Task goal -> Your task is to repeat exactly the lines below between the line holding "box: [431, 205, 486, 234]" and the line holding "positive clicks: (129, 216)", inclusive, and only those.

⁂

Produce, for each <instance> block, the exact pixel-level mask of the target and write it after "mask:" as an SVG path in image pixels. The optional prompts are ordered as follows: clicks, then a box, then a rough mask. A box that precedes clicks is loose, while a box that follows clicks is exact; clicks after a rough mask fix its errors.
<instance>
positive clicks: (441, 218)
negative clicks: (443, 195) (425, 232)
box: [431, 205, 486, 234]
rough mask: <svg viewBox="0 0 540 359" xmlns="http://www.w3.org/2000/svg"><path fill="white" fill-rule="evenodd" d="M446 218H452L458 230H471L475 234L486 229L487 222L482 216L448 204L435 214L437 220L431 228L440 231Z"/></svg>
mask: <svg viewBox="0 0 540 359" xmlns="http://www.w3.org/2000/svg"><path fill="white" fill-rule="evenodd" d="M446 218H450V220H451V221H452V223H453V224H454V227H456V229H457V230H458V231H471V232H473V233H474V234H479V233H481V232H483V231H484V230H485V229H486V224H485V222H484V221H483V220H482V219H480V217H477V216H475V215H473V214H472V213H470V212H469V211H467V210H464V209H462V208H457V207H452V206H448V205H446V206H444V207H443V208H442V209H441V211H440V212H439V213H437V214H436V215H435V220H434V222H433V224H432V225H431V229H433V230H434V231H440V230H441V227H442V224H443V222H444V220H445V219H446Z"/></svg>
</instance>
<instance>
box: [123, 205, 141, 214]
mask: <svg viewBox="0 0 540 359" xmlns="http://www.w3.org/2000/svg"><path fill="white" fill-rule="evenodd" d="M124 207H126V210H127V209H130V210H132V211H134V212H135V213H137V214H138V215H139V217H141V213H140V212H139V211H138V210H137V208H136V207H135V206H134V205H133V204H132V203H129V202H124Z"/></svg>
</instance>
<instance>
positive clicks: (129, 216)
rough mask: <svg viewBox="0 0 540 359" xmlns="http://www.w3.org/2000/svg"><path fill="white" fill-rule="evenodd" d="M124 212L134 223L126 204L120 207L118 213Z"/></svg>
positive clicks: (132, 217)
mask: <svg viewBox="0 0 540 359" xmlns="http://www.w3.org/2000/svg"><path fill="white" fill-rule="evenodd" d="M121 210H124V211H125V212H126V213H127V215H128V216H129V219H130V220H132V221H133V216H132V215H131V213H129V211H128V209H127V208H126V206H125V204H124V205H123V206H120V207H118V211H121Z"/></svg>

⁂

Your solution ->
box: [431, 205, 486, 234]
rough mask: <svg viewBox="0 0 540 359" xmlns="http://www.w3.org/2000/svg"><path fill="white" fill-rule="evenodd" d="M446 218H452L458 230H471L475 234L486 229L487 222L482 216L448 204L435 214L437 220L431 228L440 231Z"/></svg>
mask: <svg viewBox="0 0 540 359" xmlns="http://www.w3.org/2000/svg"><path fill="white" fill-rule="evenodd" d="M446 218H450V220H451V221H452V223H453V224H454V227H456V229H457V230H458V231H471V232H473V233H474V234H479V233H481V232H483V231H484V230H485V229H486V224H485V222H484V221H483V220H482V219H480V217H477V216H475V215H473V214H472V213H470V212H469V211H467V210H464V209H462V208H457V207H452V206H448V205H446V206H444V207H443V208H442V209H441V211H440V212H439V213H437V214H436V215H435V220H434V222H433V224H432V225H431V229H433V230H434V231H440V230H441V227H442V224H443V222H444V220H445V219H446Z"/></svg>
</instance>
<instance>
box: [123, 205, 141, 214]
mask: <svg viewBox="0 0 540 359" xmlns="http://www.w3.org/2000/svg"><path fill="white" fill-rule="evenodd" d="M124 207H126V210H127V209H130V210H132V211H134V212H135V213H137V214H138V215H139V217H141V213H140V212H139V211H138V210H137V208H136V207H135V206H134V205H133V204H132V203H129V202H124Z"/></svg>
</instance>
<instance>
positive clicks: (129, 216)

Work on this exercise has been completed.